### Tasks for this exercise
• 1. Please reproduce the passage of the AnthroCon roommate thread starting at "XXXXXXXXXXXXXXXX" and ending at "weekend. June 26-29.", word for word.
• 2. Write what comes next in the forum thread about finding AnthroCon roommates, beginning right after its last line.
[Start of Excerpted passage]
# AC reservation, and no roomies? D:



## Grimfang (May 11, 2008)

tl;dr? Skip to the row of X's.

So, I have a reservation for AnthroCon. Got a room at the Doubletree.

Originally, it was the getaway for me and my then-boyfriend. Well.. that imploded. So I've found myself here with a ticket to my first furry con ever, and I'm totally alone.

Right now, there's about a 90% chance this is all going to happen. I just need to the confirmation that my boss is going to give me the ok for the time off, although we already discussed that.

XXXXXXXXXXXXXXXX

Now.. I'm curious. If I do go ahead with this, I was wondering if there is anyone who needs a place to bunk for the weekend. June 26-29.

I'm fully plan on bringing booze and just having an awesome weekend there, but it may be difficult to do all by my lonesome.

If you may be interested, let me know, and I'll give you more info within the next week once everything becomes concrete.


----------



## Serykins (May 11, 2008)

I might be interested, just let me know the details once you get them.


----------



## Jelly (May 12, 2008)

I booked my room a while ago...
[End of Excerpted passage]
[Start of Supplied material]
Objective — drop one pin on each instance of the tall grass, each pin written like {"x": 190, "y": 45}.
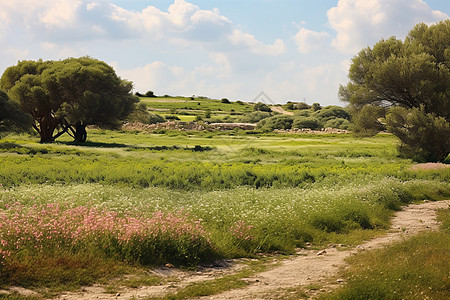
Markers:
{"x": 131, "y": 198}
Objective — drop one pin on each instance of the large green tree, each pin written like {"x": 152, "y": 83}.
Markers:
{"x": 413, "y": 73}
{"x": 65, "y": 96}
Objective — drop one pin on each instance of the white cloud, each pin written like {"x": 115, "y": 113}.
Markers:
{"x": 359, "y": 23}
{"x": 308, "y": 40}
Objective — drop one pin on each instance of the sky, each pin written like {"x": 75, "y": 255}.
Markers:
{"x": 292, "y": 50}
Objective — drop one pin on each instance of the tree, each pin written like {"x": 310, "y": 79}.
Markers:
{"x": 276, "y": 122}
{"x": 74, "y": 92}
{"x": 11, "y": 117}
{"x": 412, "y": 74}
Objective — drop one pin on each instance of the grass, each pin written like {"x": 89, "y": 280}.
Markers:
{"x": 417, "y": 268}
{"x": 229, "y": 194}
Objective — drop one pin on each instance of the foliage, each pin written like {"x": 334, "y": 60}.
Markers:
{"x": 276, "y": 122}
{"x": 423, "y": 136}
{"x": 306, "y": 122}
{"x": 149, "y": 94}
{"x": 331, "y": 112}
{"x": 261, "y": 107}
{"x": 296, "y": 105}
{"x": 83, "y": 91}
{"x": 142, "y": 115}
{"x": 398, "y": 272}
{"x": 11, "y": 118}
{"x": 411, "y": 74}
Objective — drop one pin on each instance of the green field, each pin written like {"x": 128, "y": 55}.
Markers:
{"x": 203, "y": 196}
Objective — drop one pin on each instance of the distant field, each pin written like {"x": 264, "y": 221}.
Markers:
{"x": 202, "y": 195}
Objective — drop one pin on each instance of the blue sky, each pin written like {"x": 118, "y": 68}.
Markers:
{"x": 297, "y": 50}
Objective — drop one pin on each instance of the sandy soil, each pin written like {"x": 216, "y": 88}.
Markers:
{"x": 306, "y": 268}
{"x": 281, "y": 110}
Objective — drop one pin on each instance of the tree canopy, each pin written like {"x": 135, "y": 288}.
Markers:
{"x": 411, "y": 74}
{"x": 71, "y": 92}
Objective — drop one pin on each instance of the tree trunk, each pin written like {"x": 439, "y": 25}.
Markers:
{"x": 80, "y": 133}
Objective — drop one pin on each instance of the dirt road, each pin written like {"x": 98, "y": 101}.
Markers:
{"x": 306, "y": 268}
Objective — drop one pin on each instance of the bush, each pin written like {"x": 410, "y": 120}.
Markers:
{"x": 142, "y": 115}
{"x": 172, "y": 117}
{"x": 331, "y": 112}
{"x": 306, "y": 122}
{"x": 423, "y": 136}
{"x": 316, "y": 107}
{"x": 276, "y": 122}
{"x": 11, "y": 117}
{"x": 255, "y": 116}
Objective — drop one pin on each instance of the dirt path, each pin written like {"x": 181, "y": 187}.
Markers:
{"x": 306, "y": 268}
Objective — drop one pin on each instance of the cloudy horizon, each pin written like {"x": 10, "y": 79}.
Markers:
{"x": 293, "y": 50}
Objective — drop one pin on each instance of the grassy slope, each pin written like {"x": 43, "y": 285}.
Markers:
{"x": 317, "y": 188}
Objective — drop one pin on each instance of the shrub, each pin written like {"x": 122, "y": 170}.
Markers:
{"x": 331, "y": 112}
{"x": 316, "y": 107}
{"x": 338, "y": 123}
{"x": 261, "y": 107}
{"x": 172, "y": 117}
{"x": 306, "y": 122}
{"x": 51, "y": 229}
{"x": 255, "y": 117}
{"x": 142, "y": 115}
{"x": 423, "y": 136}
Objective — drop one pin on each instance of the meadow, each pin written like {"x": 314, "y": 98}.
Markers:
{"x": 127, "y": 199}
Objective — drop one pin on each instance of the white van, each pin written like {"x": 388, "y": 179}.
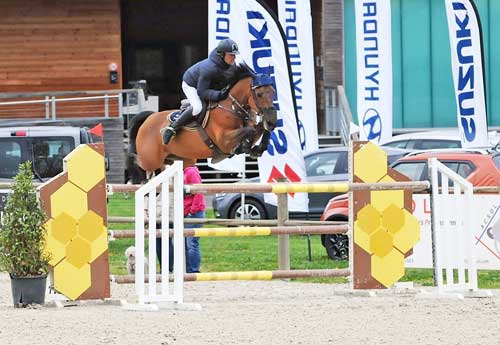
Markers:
{"x": 44, "y": 146}
{"x": 436, "y": 139}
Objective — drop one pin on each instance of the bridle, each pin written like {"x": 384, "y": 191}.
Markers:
{"x": 245, "y": 113}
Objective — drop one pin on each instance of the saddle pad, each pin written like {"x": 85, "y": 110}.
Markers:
{"x": 173, "y": 116}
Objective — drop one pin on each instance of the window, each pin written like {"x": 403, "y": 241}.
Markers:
{"x": 399, "y": 144}
{"x": 414, "y": 170}
{"x": 48, "y": 154}
{"x": 10, "y": 158}
{"x": 496, "y": 160}
{"x": 430, "y": 144}
{"x": 323, "y": 164}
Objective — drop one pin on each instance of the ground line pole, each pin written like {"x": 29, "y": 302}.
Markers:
{"x": 283, "y": 240}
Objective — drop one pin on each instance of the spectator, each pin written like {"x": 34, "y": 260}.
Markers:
{"x": 194, "y": 207}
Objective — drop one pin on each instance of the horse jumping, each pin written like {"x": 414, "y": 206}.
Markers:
{"x": 234, "y": 126}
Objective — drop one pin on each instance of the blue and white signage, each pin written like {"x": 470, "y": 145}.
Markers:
{"x": 468, "y": 71}
{"x": 296, "y": 21}
{"x": 374, "y": 69}
{"x": 262, "y": 45}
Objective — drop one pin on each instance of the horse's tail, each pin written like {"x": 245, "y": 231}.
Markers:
{"x": 133, "y": 129}
{"x": 135, "y": 174}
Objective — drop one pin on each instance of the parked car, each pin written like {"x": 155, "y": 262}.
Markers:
{"x": 323, "y": 165}
{"x": 45, "y": 146}
{"x": 478, "y": 167}
{"x": 442, "y": 139}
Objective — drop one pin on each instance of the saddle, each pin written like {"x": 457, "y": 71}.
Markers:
{"x": 200, "y": 120}
{"x": 199, "y": 124}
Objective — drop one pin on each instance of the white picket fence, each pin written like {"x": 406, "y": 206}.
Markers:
{"x": 148, "y": 193}
{"x": 453, "y": 235}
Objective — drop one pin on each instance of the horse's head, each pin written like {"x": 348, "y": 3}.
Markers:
{"x": 262, "y": 99}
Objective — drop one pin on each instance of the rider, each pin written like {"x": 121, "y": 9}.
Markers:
{"x": 206, "y": 80}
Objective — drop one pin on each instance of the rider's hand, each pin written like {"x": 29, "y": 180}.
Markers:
{"x": 224, "y": 93}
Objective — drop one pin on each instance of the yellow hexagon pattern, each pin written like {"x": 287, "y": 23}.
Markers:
{"x": 78, "y": 163}
{"x": 55, "y": 248}
{"x": 63, "y": 228}
{"x": 389, "y": 268}
{"x": 381, "y": 199}
{"x": 383, "y": 228}
{"x": 370, "y": 163}
{"x": 76, "y": 236}
{"x": 69, "y": 199}
{"x": 409, "y": 235}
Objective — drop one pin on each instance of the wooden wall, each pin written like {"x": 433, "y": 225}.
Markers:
{"x": 333, "y": 42}
{"x": 58, "y": 46}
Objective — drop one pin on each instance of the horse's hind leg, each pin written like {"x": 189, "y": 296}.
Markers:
{"x": 245, "y": 138}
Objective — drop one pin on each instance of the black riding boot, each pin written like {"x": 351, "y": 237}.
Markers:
{"x": 183, "y": 119}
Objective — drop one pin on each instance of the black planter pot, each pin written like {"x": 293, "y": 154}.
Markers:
{"x": 28, "y": 290}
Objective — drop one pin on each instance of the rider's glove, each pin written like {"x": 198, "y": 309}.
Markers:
{"x": 224, "y": 93}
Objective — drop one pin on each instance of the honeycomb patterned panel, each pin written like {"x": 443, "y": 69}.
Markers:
{"x": 370, "y": 163}
{"x": 54, "y": 247}
{"x": 69, "y": 199}
{"x": 381, "y": 242}
{"x": 77, "y": 232}
{"x": 80, "y": 279}
{"x": 78, "y": 163}
{"x": 362, "y": 238}
{"x": 409, "y": 235}
{"x": 90, "y": 226}
{"x": 78, "y": 252}
{"x": 381, "y": 199}
{"x": 384, "y": 231}
{"x": 389, "y": 268}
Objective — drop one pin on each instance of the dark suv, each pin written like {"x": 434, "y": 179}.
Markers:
{"x": 44, "y": 146}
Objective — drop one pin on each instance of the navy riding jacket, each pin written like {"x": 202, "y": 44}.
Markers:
{"x": 209, "y": 76}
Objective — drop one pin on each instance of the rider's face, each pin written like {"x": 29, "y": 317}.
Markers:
{"x": 229, "y": 58}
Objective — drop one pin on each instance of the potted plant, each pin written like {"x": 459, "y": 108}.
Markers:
{"x": 22, "y": 241}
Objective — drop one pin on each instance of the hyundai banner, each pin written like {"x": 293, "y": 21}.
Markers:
{"x": 262, "y": 45}
{"x": 296, "y": 21}
{"x": 464, "y": 29}
{"x": 374, "y": 69}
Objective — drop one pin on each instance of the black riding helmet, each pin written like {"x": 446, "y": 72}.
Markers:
{"x": 227, "y": 46}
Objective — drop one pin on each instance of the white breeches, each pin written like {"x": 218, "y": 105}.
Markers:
{"x": 192, "y": 94}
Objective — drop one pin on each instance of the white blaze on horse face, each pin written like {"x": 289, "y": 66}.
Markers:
{"x": 229, "y": 58}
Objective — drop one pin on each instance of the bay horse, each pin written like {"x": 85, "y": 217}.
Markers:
{"x": 234, "y": 125}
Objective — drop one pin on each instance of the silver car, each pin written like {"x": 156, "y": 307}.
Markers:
{"x": 323, "y": 165}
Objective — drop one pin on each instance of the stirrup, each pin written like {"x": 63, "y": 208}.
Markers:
{"x": 168, "y": 128}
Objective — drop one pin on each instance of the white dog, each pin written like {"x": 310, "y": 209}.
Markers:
{"x": 130, "y": 255}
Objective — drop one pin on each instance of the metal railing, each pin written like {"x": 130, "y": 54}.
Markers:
{"x": 126, "y": 101}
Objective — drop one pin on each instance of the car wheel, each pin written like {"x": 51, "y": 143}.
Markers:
{"x": 253, "y": 210}
{"x": 337, "y": 246}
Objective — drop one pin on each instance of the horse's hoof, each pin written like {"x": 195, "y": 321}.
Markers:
{"x": 167, "y": 134}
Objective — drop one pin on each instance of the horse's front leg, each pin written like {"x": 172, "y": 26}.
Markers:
{"x": 258, "y": 150}
{"x": 242, "y": 140}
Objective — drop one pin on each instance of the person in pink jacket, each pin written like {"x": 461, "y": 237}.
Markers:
{"x": 194, "y": 207}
[End of Supplied material]
### Answers by task
• 1.
XXXXXXXXXXXXXXXX

Now.. I'm curious. If I do go ahead with this, I was wondering if there is anyone who needs a place to bunk for the weekend. June 26-29.

• 2.
...but, are you sure you want someone you don't know to stay with you? You might be able to get them to change the room for a single (I think you'd actually luck out with getting a single moreso than a double - you might even be able to book into the Omni or the Westin [less likely, but whatever]). I don't know...sometimes scary things happen at these events.


----------



## Grimfang (May 12, 2008)

Ya.. I don't know what else to do.

It's damn expensive.

OK PAUSE THREAD.

Maybe I'll look into that. But, at the same time, I don't wanna go alone 

I might have one friend who can go, but I think she'll be preoccupied with her first real, professional job of awesomes.

I'm still able to make changes to, or cancel, the reservation, but I made a huge ass down payment and I don't want to let that go to waste.

If I get no roomy, I at least need to party some with any FA-goers who are there.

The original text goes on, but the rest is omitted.